■ **PROBLEM REQUIREMENTS**: Output each line of the listing exactly, though pictures are not to appear.

----

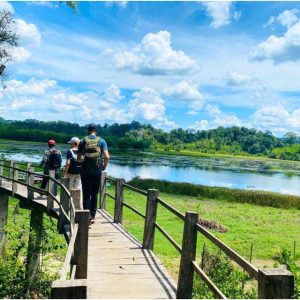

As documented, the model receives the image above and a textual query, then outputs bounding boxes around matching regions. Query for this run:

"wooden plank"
[0,192,8,241]
[51,279,87,299]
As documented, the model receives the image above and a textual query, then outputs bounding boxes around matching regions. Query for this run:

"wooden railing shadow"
[100,171,295,299]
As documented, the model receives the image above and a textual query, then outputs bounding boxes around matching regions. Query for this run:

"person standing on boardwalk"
[40,139,62,196]
[64,137,82,190]
[77,123,110,227]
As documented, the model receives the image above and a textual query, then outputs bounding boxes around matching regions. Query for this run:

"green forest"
[0,117,300,161]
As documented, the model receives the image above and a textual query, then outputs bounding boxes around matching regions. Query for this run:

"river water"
[1,141,300,196]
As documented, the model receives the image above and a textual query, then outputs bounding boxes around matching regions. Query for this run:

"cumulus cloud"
[102,84,123,103]
[251,20,300,63]
[202,1,240,29]
[251,105,300,134]
[15,19,42,46]
[163,80,204,111]
[104,30,198,76]
[224,71,260,87]
[8,46,32,62]
[128,87,176,128]
[265,9,299,28]
[0,1,14,12]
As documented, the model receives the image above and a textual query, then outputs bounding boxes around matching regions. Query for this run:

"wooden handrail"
[60,224,79,280]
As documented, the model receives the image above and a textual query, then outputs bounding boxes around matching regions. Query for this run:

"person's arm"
[40,150,48,167]
[77,140,84,162]
[64,159,71,177]
[100,139,109,171]
[102,150,110,171]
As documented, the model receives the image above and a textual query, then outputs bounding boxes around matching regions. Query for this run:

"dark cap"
[87,123,97,131]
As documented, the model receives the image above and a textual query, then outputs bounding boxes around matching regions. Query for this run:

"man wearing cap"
[64,137,81,190]
[40,139,62,196]
[77,123,110,226]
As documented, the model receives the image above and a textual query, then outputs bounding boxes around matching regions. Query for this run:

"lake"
[1,140,300,196]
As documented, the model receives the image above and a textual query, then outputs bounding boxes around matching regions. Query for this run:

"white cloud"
[105,30,198,76]
[102,84,123,103]
[0,1,14,12]
[251,105,300,134]
[202,1,240,29]
[4,78,56,95]
[224,71,260,87]
[191,120,209,130]
[26,1,59,8]
[251,21,300,63]
[105,1,128,8]
[128,87,176,128]
[10,98,34,109]
[163,80,204,110]
[265,9,299,28]
[8,46,32,62]
[205,104,221,115]
[15,19,42,46]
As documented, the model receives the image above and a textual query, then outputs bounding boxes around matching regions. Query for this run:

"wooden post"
[176,211,199,299]
[114,178,124,223]
[26,206,44,292]
[258,268,294,299]
[51,279,87,299]
[0,160,3,187]
[0,192,9,241]
[27,166,35,201]
[71,189,82,210]
[74,210,89,279]
[142,189,159,250]
[12,162,18,196]
[59,177,71,233]
[47,170,55,210]
[9,160,14,179]
[100,171,107,209]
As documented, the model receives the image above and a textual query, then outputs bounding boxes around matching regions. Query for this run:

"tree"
[283,132,298,145]
[0,10,18,78]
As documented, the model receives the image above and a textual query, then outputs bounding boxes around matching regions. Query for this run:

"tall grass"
[128,177,300,209]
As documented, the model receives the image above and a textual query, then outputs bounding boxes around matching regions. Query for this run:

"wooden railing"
[100,171,295,299]
[0,159,89,299]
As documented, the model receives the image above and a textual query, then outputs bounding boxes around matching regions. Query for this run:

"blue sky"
[1,1,300,136]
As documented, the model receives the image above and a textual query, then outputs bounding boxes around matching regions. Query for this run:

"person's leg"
[67,174,75,189]
[90,173,101,219]
[40,168,49,190]
[81,173,91,214]
[74,174,82,190]
[54,169,60,196]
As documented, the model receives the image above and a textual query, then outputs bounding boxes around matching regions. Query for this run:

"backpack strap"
[69,149,77,160]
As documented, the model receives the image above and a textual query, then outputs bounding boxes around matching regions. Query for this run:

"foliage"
[0,9,18,80]
[270,144,300,161]
[0,200,67,298]
[128,177,300,209]
[193,249,256,299]
[274,249,300,298]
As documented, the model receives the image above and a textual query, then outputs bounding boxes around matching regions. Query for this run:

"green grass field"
[105,185,300,279]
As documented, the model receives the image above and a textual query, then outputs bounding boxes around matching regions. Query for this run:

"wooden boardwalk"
[0,177,176,299]
[87,210,175,299]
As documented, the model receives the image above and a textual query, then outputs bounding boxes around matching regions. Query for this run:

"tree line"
[0,117,299,160]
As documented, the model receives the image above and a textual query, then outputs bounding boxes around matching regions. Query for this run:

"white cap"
[68,137,80,144]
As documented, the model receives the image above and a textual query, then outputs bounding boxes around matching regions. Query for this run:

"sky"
[1,1,300,136]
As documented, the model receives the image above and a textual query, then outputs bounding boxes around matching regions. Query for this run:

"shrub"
[128,178,300,209]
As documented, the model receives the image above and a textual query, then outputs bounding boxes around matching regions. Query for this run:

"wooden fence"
[100,171,295,299]
[0,159,89,299]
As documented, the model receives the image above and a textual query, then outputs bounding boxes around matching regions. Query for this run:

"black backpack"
[48,149,62,169]
[68,149,82,174]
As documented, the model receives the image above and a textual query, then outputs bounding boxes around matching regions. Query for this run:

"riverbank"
[152,148,300,165]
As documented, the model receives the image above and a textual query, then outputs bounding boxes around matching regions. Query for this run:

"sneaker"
[91,218,95,224]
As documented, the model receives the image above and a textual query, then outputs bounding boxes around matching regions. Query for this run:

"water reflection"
[1,146,300,196]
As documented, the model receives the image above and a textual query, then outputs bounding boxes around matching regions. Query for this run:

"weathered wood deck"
[0,178,176,299]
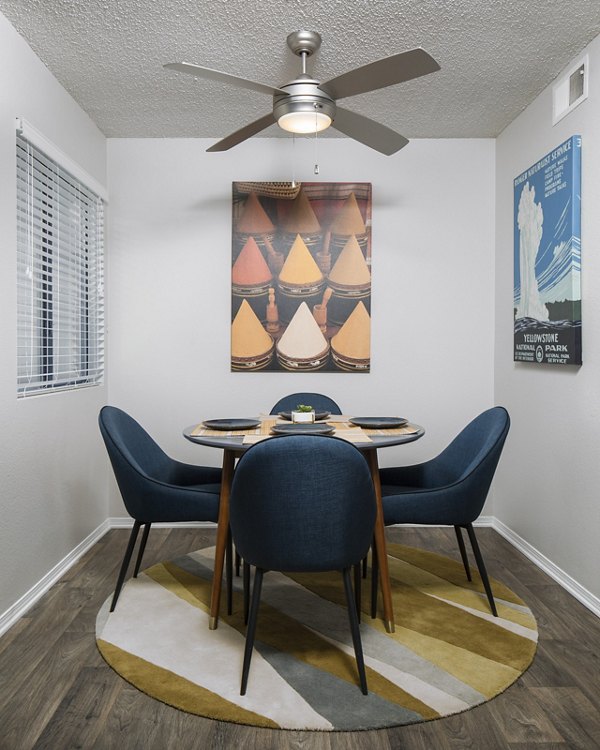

----

■ **OUTPUT**:
As documented, the model receives the image above and a textual query, then outputs bounding boxes around matching regions. Query for this run:

"wooden plank"
[0,192,8,241]
[51,279,87,299]
As documented, the model receives the image above and a textual query, then outputs bounding boxes around matching regions. Query for this run:

"wooden railing shadow"
[100,171,295,299]
As documented, the model receives the image above and a textual query, then outputs bounding boxes around matching regions. Query for this run:

"person standing on boardwalk"
[40,139,62,196]
[64,137,82,190]
[77,123,110,227]
As documented, the model receives the image above and a textual query, then outputs bounding boxes around matching regions. Query for this run:

"green forest"
[0,117,300,161]
As documented, the model receives the image above and a textual query, then outputs bounding boxes around matching regions. Query for this run:

"river water"
[1,141,300,196]
As documented, the model receives the image above and a textual query, then outputs bounding boxes around matching regions. Query for this run:

"cumulus cloud"
[102,84,123,103]
[251,20,300,63]
[202,1,240,29]
[251,105,300,134]
[15,19,42,46]
[163,80,204,111]
[104,30,198,76]
[224,71,260,87]
[8,46,32,62]
[128,87,176,128]
[265,9,299,28]
[0,1,14,12]
As documented, the model receives the image above and a textual query, then outputs bounding boxes around matching regions. Query for this run:

"wooden handrail"
[60,224,79,280]
As documented, the model receives the image above and a textual query, then outputs bounding boxes around matching regions. Query for this run:

"person's arm"
[40,150,48,167]
[77,140,84,162]
[64,159,71,177]
[100,139,109,171]
[102,150,110,171]
As documented, the model receives the image above and a textual query, then outputs bounding boxes around matching regions. Query for this run:

"dark cap"
[87,123,97,131]
As documented, the model receives the image above and a textual query, then outputs bounding boxes around matching regions. Query for this run:

"man wearing cap"
[64,137,81,190]
[40,139,62,196]
[77,123,110,226]
As documented, the model receives the image above and a textual query, then outputs bounding boxes around matching regions. Query for this run:

"lake"
[1,140,300,196]
As documented, the model receives the image above and a textual query, then outputs bounding boxes around matching regions. Query for this run:

"white cloud"
[105,30,198,76]
[102,84,123,103]
[0,1,14,12]
[251,105,300,134]
[202,1,240,29]
[4,78,56,95]
[224,71,260,87]
[191,120,209,130]
[26,1,59,8]
[251,21,300,63]
[105,1,128,8]
[128,87,176,128]
[10,98,34,109]
[163,80,204,110]
[265,9,299,28]
[8,46,32,62]
[205,104,221,115]
[15,19,42,46]
As documented, the model receives the image above and a textual query, then outputs bounding boxes around matching regions. Query for this run:

"wooden post"
[176,211,199,299]
[114,178,124,223]
[26,206,44,292]
[258,268,294,299]
[51,279,87,299]
[0,160,3,187]
[0,192,9,241]
[27,166,35,201]
[71,189,82,210]
[74,210,89,279]
[142,189,159,250]
[12,162,18,196]
[59,177,71,233]
[47,170,55,210]
[9,160,14,179]
[100,171,107,209]
As documented, the model receives the image above and a textual query, then outputs bounding boxes around matching regions. Query for this run:

"tree"
[283,132,298,145]
[0,10,18,78]
As documented, the model receives the image above and a textual query, then outputs bounding boxes around matching regions. Query for this run:

"tall grass"
[128,177,300,209]
As documented, the model receives the image above and a textual query, then outputs bounding boxes around matching regions. Query for this run:

"wooden railing"
[100,171,295,299]
[0,159,89,299]
As documented, the model receives the image above and a textual query, then outputs bounding boxes around matching regions. Query for this run:

"blue sky"
[1,1,300,136]
As documented, the model receives the image above and a textual query, then outputs bounding boxes around matching regions. Query for this run:

"person's leg"
[67,174,75,189]
[90,173,101,219]
[40,168,49,190]
[81,173,91,214]
[74,174,82,190]
[54,169,60,196]
As documented, the model receives the image above and a textual query, then outputs bounding boxes around matching regions. Query for this run:

"backpack strap"
[69,149,77,160]
As documented, the model receives the image above and a textual query, then outputs bounding boxes around matching regions. Query for this run:

"foliage"
[0,9,18,80]
[270,144,300,161]
[0,200,67,298]
[128,177,300,209]
[193,249,256,299]
[274,249,300,298]
As documented, the model receives the image above and a textual query, then outputs bounding boxes around matching regions. Query for this run:

"green grass field"
[105,185,300,279]
As documented, the model receives the image above and a textual query, then outputs bounding boxes around matching regions. Query for this run:

"wooden boardwalk"
[0,177,176,299]
[87,210,175,299]
As documented, the model receives the image above and a textual query, then outputs bounding boxes around matching regions. Query for this run:

"tree line"
[0,117,299,160]
As documented, the model receives the image above and a textual query, then outputs bounding boxes around matching regions. Query for this run:

"white cap"
[68,137,80,144]
As documented, the model receives the image above and a textual query, then outputs bounding boxes around matching regions. Query for this run:

"sky"
[1,1,300,136]
As documented, the model receives the image above and a textual query, then outputs bounding boxes around matching regions. Query for this run:

"shrub"
[128,178,300,209]
As documented, the model receives the image above and a textual query, then outputs bounding boxes around matching regions. Query for this run:

"wooden fence"
[100,171,295,299]
[0,159,89,299]
As documented, the model receives the image above and a textual query, then outputs bounding boxes around matching regions. Query for this run:

"black backpack"
[48,149,62,169]
[68,149,82,174]
As documented, the model receives the image above and a textual query, then outputs bounding boxes around matching regions. Query for this run:

"riverbank"
[152,148,300,165]
As documented, the model receives the image above and a textual query, then outputs bounding boxes around matching regions. Query for this run:

"sneaker"
[91,218,95,224]
As documented, the model receives the image above and a textual query, then outputs bounding boxes around matching regions. Query for this run:

"water reflection"
[1,146,300,196]
As documented, the model receives the image above and a textual query, then outputs bounding boxes around matching regions. Query for this run:

"weathered wood deck"
[0,178,176,299]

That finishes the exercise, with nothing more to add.